Fromwxjmfauth@gmail.com
Date2014-01-23 02:41 -0800
Message-ID<1e0aeb33-23b6-4af1-8447-38dc4473d09f@googlegroups.com>
In reply to#64586
Le jeudi 23 janvier 2014 10:14:48 UTC+1, Mark Lawrence a écrit :
> On 23/01/2014 07:18, wxjmfauth@gmail.com wrote:
> 
> > Le mercredi 22 janvier 2014 20:23:55 UTC+1, Mark Lawrence a écrit :
> 
> >> I thought this blog might interest some of you
> 
> >>
> 
> >> http://pydanny.com/awesome-slugify-human-readable-url-slugs-from-any-string.html
> 
> >>
> 
> >> My fellow Pythonistas, ask not what our language can do for you, ask
> 
> >>
> 
> >> what you can do for our language.

§ §

● Task set
A: Please set down the records again, unchanged, from the line containing "I would be grateful if you could indicate the gas" through the end of the records.
B: Resume the Python mailing-list post from where it stops.

● Record excerpts

§ §

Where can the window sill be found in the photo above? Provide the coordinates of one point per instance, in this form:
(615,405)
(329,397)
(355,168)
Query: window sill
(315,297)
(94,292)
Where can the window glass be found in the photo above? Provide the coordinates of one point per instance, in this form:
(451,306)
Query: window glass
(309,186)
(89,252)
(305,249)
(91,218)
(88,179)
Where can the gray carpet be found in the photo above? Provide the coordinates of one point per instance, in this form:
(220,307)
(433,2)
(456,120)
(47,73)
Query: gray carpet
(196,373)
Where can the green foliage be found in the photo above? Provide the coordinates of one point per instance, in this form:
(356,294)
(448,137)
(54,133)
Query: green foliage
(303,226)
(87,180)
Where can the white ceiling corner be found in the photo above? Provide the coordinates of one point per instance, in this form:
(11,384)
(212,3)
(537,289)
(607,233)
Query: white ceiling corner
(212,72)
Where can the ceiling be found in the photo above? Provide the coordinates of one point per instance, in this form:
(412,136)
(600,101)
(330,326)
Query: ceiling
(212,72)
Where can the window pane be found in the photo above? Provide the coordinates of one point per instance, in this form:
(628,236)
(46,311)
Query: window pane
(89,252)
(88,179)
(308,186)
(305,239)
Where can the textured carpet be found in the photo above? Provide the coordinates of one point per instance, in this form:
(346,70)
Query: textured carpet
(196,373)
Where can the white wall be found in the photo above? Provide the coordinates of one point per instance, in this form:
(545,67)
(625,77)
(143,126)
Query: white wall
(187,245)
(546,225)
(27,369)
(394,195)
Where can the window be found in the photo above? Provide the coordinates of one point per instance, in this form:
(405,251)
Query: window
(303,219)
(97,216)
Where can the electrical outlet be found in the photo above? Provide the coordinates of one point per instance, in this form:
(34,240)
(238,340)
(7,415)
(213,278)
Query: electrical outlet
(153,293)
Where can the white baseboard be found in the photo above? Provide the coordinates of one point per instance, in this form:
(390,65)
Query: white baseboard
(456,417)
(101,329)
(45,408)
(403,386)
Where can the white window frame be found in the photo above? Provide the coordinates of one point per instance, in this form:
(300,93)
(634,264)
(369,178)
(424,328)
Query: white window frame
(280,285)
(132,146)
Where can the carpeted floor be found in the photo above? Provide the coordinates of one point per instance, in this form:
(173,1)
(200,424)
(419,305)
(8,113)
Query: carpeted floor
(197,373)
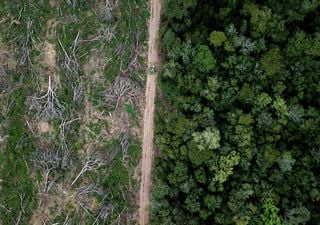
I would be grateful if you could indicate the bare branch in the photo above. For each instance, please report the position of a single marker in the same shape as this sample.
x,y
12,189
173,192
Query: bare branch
x,y
91,164
48,105
122,87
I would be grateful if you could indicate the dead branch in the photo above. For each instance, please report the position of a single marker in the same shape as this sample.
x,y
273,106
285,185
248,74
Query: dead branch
x,y
48,105
89,189
48,161
70,61
66,153
92,163
17,221
124,147
122,88
8,210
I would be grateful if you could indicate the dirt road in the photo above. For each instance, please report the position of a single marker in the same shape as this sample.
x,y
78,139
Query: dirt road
x,y
147,146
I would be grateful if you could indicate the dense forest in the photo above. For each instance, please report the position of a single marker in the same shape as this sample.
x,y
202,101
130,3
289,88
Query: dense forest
x,y
237,127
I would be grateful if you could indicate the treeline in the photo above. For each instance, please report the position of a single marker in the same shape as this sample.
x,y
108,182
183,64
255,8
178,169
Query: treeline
x,y
238,124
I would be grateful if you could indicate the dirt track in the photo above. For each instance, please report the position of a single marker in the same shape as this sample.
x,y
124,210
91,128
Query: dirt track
x,y
147,146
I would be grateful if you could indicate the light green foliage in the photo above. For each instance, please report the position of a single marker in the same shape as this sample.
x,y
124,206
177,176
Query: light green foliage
x,y
272,62
270,214
263,100
315,49
281,107
245,119
245,74
217,38
204,59
297,216
225,167
207,139
298,44
202,146
260,18
286,162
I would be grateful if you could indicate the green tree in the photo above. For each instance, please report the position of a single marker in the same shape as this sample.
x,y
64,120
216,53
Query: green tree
x,y
204,59
217,38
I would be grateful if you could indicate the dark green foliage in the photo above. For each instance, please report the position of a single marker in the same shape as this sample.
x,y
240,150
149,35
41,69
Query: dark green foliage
x,y
240,141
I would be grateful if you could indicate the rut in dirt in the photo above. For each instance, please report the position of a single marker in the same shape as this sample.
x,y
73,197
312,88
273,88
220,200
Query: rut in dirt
x,y
148,117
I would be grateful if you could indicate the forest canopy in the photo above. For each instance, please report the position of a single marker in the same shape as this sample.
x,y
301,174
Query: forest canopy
x,y
238,123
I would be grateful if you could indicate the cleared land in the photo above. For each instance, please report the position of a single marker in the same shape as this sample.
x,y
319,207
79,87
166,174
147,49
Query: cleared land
x,y
147,148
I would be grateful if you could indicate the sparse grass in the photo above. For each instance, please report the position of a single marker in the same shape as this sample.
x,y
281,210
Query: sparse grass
x,y
24,31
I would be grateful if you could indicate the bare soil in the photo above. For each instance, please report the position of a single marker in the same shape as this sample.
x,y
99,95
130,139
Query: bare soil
x,y
148,123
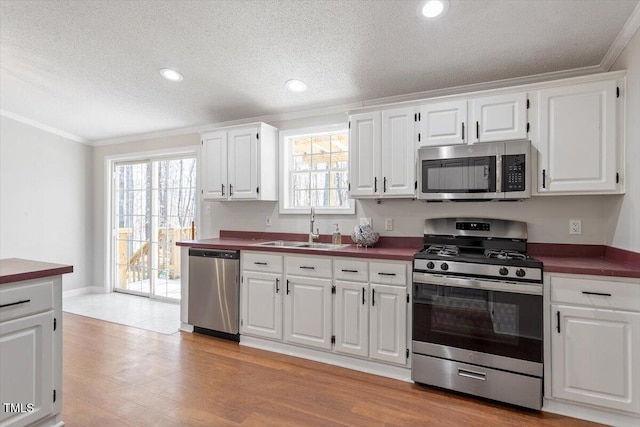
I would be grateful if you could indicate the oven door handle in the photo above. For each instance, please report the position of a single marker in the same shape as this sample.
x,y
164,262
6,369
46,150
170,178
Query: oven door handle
x,y
467,282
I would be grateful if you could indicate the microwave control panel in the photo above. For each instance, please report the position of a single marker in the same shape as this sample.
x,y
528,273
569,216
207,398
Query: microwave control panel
x,y
513,172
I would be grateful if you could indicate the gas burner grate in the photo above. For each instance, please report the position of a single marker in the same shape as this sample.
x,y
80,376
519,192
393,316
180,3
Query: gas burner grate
x,y
504,254
448,250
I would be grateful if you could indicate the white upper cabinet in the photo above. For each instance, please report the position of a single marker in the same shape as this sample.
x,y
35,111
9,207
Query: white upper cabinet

§ §

● Answers for the exercise
A:
I would be grateful if you could indicate the gas burner grate in the photo above. For each instance, please report the position of a single marker in the same shape as this sample.
x,y
80,376
519,192
393,316
180,3
Query: gas burner grate
x,y
504,254
448,250
I would be grateful if you could indicate the white upper cabinet in the photo above. For each instance, please report the position of a single marker in the same shape as this sample.
x,y
35,111
9,207
Query: white upper cabinet

B:
> 
> >>
> 
> >
> 
> > This is not "unicode", only string manipulations.
> 
> > The same work could be done with, let say, cp1252.
> 
> > The difference lies in the repertoires of characters
> 
> > to be handled.
> 
> >
> 
> > A better way is to work with normalization() and/or
> 
> > with methods like .translate() with dedicated
> 
> > tables; the hard task being the creation of these tables.
> 
> >
> 
> > Shortly, very naive.
> 
> >
> 
> > jmf
> 
> >
> 
> 
> 
> You'll have to excuse my ignorance of this stuff.  How do I express the 
> 
> following in cp1252?
> 
> 
> 
> def test_musical_notes():
> 
>      txt = "Is ♬ ♫ ♪ ♩ a melody or just noise?"
> 
>      assert slugify(txt) == "Is-a-melody-or-just-noise"
> 
>      assert slugify_unicode(txt) == "Is-a-melody-or-just-noise"
> 
> 
> 
> -- 
> 
> My fellow Pythonistas, ask not what our language can do for you, ask 
> 
> what you can do for our language.
> 
> 

I wrote: The same work could be done with, let say, cp1252.
Understand: The same work (string manipulation) ...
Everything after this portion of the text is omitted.